Document section –

↓↓↓

Hood to Coast
I live and I’m tired. I’m tired and swamped and work.
So here’s a bit of a recap via an update email that I sent to a friend…
Never in my life have I been as tired as I was in the final leg… Half mile in and I’m thinking, “hm. this is going to be interesting.” I was hoping to run at least an 8:30 pace but I am pretty sure that is not going to happen anymore. I am watching the time on my polar and it’s dragging so I switch to heartrate and make sure that I stay at 165. I don’t care how fast I’m running as long as I know my HR is at 165. I can run at 165 for a long, long time. It’s a death march. I get my first kill at less than a mile in. The road is long and straight – an old logging road, shady during some points, completely exposed to the afternoon sun during others. I can see for miles ahead of me. Little bodies struggling up the very slight, very sneaky grade that we are climbing. Some are walking, some are crawling at a slow jog. I look down and see that I’m still at 165 bpm. I must be doing 12 minute miles but I know I can’t think about that. The key is to keep moving, to keep my HR stable, to stay hydrated, to stay focused. I channel Ant on the last section of his half marathon in Forest Park. I wish that, like him, I would stop feeling my legs. I’m dragging bricks and the 800 mg of ibuprofen I took 30 minutes before my run isn’t doing a goddam thing.

↑↑↑

Stated task A –
According to the race recap, what heart rate does the runner try to hold during the final leg?

Supplied data –
↓↓↓

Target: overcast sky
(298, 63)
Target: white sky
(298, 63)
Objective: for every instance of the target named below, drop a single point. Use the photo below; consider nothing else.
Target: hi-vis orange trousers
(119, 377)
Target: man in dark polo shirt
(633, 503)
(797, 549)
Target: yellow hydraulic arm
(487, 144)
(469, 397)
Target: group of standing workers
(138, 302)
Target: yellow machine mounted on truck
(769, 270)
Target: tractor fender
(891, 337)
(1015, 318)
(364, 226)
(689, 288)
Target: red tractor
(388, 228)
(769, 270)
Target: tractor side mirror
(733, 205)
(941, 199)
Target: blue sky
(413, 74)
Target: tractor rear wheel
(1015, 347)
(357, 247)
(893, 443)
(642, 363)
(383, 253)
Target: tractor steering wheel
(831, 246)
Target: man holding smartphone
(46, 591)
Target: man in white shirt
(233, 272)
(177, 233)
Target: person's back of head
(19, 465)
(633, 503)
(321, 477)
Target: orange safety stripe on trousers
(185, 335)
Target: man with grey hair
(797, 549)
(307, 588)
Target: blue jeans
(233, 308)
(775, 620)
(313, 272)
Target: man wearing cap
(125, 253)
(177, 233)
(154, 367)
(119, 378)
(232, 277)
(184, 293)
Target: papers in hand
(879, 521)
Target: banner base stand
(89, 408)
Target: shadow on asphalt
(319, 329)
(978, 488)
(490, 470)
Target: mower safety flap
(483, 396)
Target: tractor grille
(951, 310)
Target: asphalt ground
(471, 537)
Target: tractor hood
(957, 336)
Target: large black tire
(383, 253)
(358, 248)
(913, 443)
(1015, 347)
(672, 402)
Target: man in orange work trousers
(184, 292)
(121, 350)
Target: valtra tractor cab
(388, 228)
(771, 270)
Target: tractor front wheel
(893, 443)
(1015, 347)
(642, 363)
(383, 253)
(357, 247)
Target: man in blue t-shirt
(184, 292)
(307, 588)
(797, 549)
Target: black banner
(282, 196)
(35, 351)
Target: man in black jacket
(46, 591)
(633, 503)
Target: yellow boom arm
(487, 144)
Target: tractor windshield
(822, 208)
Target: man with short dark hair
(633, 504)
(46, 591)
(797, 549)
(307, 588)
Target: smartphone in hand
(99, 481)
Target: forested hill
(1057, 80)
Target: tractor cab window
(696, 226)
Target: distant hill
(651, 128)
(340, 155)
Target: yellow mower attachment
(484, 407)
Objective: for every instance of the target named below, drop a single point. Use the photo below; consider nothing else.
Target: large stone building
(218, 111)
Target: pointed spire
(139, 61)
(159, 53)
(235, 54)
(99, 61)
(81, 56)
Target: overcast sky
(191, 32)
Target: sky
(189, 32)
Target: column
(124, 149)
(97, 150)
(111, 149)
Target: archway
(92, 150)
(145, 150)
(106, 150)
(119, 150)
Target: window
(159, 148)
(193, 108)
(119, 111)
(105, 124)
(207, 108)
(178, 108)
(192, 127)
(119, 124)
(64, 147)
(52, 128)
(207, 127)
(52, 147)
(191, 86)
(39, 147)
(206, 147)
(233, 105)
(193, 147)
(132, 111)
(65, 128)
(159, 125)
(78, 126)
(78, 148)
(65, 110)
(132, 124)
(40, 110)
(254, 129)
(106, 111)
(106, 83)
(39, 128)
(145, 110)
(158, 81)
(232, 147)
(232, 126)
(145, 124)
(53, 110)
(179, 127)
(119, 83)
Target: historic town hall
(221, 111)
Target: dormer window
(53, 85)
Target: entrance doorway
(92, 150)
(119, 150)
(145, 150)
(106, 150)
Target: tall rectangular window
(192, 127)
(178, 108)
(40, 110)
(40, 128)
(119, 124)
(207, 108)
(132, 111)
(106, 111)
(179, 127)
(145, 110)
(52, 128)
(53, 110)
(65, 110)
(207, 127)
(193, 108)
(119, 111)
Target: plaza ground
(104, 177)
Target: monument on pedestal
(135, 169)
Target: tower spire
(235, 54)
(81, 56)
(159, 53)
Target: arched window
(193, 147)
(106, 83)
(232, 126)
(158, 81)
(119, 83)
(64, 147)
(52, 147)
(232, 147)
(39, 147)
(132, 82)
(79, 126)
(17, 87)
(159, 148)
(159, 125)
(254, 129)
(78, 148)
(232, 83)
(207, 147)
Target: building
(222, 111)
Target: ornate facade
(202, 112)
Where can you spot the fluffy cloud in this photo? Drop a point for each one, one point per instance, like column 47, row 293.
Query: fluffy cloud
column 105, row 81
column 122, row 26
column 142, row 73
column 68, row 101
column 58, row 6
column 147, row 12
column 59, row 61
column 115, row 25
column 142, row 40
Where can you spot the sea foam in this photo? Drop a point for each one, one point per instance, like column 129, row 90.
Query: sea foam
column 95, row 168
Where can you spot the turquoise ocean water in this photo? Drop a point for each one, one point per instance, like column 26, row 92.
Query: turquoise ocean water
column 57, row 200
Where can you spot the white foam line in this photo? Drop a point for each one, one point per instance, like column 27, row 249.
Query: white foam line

↑↑↑

Stated task B –
Copy the records exactly, beginning at the line that contains "Target: building" and stopping after the line that contains "column 95, row 168".

Exercise result A –
165 beats per minute.

Exercise result B –
Target: building
(222, 111)
Target: ornate facade
(202, 112)
Where can you spot the fluffy cloud in this photo? Drop a point for each one, one point per instance, like column 47, row 293.
Query: fluffy cloud
column 105, row 81
column 122, row 26
column 142, row 73
column 68, row 101
column 58, row 6
column 147, row 12
column 59, row 61
column 115, row 25
column 142, row 40
Where can you spot the sea foam in this photo? Drop a point for each one, one point per instance, like column 129, row 90.
Query: sea foam
column 95, row 168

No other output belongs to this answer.